PASSAGE GIVEN
----------------
Re: [inotify] fee1df54b6: BUG_kmalloc-#(Not_tainted):Freepointer_corrupt

From: Andrey Vagin
Date: Tue Dec 13 2016 - 17:18:23 EST


On Tue, Dec 13, 2016 at 11:34 AM, Nikolay Borisov
<n.borisov.lkml@xxxxxxxxx> wrote:
>
>
> On 13.12.2016 20:51, Eric W. Biederman wrote:
>> Nikolay Borisov <n.borisov.lkml@xxxxxxxxx> writes:
>>
>>> So this thing resurfaced again and I took a hard look into the code but
>>> couldn't find anything suspicious. So the allocating and freeing
>>> contexts leads me to believe it's the 'tbl' pointer that is being
>>> corrupted. The only thing which I do with it is to increase it by two.
>>>
>>> Perhaps some liveness issues.
>>
>> To me it feels like a double free somewhere. Like we call dec_ucount
>> and thus put_ucount multiple times in a way that goes to 0.
----------------
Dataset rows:
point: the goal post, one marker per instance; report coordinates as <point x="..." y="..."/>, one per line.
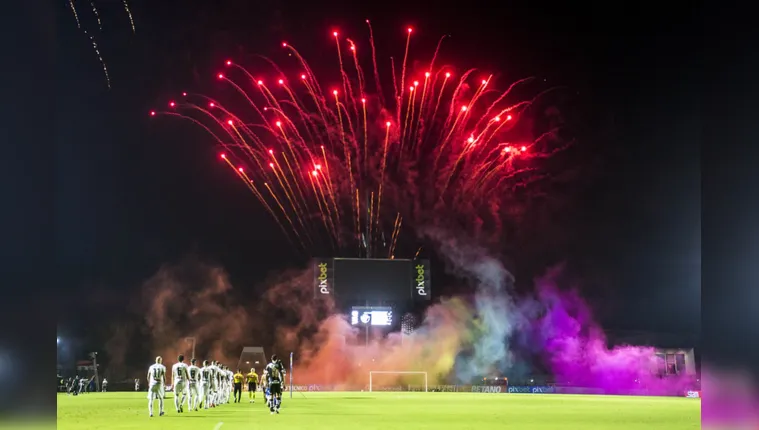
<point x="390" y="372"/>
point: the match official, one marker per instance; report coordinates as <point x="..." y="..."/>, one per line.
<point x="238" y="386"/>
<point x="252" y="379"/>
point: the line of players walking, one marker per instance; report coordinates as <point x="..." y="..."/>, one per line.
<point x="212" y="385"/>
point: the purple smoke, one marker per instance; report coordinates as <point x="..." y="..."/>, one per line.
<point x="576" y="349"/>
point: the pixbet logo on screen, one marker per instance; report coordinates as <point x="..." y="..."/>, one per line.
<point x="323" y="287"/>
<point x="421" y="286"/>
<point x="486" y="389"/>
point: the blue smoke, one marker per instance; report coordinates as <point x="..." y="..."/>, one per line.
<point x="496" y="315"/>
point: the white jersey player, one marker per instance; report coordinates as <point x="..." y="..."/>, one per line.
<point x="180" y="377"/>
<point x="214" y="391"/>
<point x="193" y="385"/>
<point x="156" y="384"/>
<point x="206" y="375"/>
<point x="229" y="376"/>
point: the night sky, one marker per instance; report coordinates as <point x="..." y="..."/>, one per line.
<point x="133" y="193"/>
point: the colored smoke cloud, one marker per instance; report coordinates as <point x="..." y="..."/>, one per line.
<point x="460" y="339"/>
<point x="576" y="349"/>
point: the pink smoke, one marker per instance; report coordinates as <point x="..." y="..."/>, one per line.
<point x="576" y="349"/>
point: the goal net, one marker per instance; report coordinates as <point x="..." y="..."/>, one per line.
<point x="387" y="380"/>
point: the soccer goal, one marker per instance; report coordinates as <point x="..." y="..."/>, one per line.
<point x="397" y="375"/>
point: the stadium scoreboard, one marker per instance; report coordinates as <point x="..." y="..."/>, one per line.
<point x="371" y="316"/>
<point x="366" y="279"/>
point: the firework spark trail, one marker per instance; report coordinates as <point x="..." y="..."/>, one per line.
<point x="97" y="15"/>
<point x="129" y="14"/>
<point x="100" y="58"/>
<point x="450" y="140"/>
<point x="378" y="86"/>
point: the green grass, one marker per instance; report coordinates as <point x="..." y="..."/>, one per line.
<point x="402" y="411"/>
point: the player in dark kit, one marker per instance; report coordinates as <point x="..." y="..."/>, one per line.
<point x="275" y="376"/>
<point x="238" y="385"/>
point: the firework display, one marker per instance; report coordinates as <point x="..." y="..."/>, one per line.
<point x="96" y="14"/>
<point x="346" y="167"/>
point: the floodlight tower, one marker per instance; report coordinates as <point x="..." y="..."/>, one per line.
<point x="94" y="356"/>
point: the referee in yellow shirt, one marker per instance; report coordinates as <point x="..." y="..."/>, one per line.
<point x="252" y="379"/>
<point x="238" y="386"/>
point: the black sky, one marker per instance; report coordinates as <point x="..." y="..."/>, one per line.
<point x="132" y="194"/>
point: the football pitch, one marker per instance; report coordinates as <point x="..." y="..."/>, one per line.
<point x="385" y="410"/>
----------------
SET EXERCISE
Write out the mailing-list message again, everything from "On Tue, Dec" down to "increase it by two.", and switch "suspicious" to "unusual". The dataset rows have no connection to the mailing-list message.

SOLVED EXERCISE
On Tue, Dec 13, 2016 at 11:34 AM, Nikolay Borisov
<n.borisov.lkml@xxxxxxxxx> wrote:
>
>
> On 13.12.2016 20:51, Eric W. Biederman wrote:
>> Nikolay Borisov <n.borisov.lkml@xxxxxxxxx> writes:
>>
>>> So this thing resurfaced again and I took a hard look into the code but
>>> couldn't find anything unusual. So the allocating and freeing
>>> contexts leads me to believe it's the 'tbl' pointer that is being
>>> corrupted. The only thing which I do with it is to increase it by two.